= Job A =
Answer these questions from the text on Identity Crisis, marking each answer as the question is marked:
(i) In what year was the band formed?
(ii) What was the band's debut album called?
(iii) What band did Abaya and Llapitan form by 1992?

= Source text =
******

Identity Crisis was a Philippine new wave band. Known for its songs "Imagining Oktober" and "My Sanctuary", it was one of the bands that helped dominate the Philippine New Wave scene, along with The Dawn.

History
Identity Crisis was formed in 1986, consisting of Lenny Llapitan (keyboards), Resty (guitars), Buddy Boy (vocals), Bogs (bass), Marvin (drums) and Carla Abaya (vocals), also known as Cool Carla of the now-defunct WXB 102. The band brought in elements of gothic rock, Middle Eastern, classical and jazz, backed with Abaya's gothic vocals, to make a distinct new wave sound. Following a pre-release single, "Whispering Castles," in late 1987, they released their debut album Tale Of Two, on April 4th, 1988. Its singles "Imagining Oktober" and "My Sanctuary" received regular airplay. In 1990, the band recorded their last album Water Came Running, but broke up later the same year. By 1992, Abaya and Llapitan formed Mariya's Mistress, which lasted until 1997. In 2011, Identity Crisis reunited for a one-off concert, with bassist Tabs Tabuñar stepping in on behalf of Arleigh Ambrosio, who passed away earlier that year.

******

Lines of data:
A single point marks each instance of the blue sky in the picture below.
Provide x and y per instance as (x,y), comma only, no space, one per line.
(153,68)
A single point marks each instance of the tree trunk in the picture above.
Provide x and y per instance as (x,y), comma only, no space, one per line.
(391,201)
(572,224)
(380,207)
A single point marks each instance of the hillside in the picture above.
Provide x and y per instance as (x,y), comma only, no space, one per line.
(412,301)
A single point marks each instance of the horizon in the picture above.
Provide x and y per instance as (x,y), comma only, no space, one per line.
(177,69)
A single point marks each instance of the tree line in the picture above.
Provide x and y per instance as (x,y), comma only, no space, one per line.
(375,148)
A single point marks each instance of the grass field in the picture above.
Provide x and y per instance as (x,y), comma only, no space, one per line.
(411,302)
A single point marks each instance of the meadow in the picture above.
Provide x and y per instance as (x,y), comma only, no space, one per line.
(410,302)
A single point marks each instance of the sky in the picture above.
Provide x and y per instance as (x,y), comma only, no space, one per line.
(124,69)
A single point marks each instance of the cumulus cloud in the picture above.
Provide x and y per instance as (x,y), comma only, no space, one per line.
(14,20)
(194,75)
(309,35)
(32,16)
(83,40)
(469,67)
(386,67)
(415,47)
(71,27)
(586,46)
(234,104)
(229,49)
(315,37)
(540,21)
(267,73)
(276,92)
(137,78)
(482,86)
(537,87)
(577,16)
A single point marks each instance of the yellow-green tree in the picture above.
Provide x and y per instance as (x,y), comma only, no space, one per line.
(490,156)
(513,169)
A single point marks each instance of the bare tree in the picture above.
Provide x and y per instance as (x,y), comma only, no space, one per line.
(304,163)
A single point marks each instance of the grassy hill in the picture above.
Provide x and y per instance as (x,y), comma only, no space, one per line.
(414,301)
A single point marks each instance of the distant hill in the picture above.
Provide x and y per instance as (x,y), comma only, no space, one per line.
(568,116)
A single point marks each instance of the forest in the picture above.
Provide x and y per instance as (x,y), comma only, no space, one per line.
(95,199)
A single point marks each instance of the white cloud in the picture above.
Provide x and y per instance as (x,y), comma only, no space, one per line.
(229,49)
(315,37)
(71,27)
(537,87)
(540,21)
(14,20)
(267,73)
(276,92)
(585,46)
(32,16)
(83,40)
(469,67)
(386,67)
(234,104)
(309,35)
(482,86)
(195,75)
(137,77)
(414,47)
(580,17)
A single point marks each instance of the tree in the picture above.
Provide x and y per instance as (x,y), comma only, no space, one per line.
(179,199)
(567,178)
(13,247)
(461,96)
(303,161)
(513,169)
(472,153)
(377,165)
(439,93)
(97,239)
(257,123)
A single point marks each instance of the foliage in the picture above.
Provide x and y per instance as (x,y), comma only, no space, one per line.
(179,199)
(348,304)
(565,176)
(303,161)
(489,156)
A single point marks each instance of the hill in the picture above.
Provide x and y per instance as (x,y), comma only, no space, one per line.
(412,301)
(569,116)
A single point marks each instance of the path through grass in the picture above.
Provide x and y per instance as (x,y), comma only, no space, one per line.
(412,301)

******

= Job B =
Extract every line of the records that contains the word "tree".

= Worked solution A =
(i) 1986
(ii) Tale Of Two
(iii) Mariya's Mistress

= Worked solution B =
A single point marks each instance of the tree trunk in the picture above.
A single point marks each instance of the tree line in the picture above.
A single point marks each instance of the yellow-green tree in the picture above.
A single point marks each instance of the bare tree in the picture above.
A single point marks each instance of the tree in the picture above.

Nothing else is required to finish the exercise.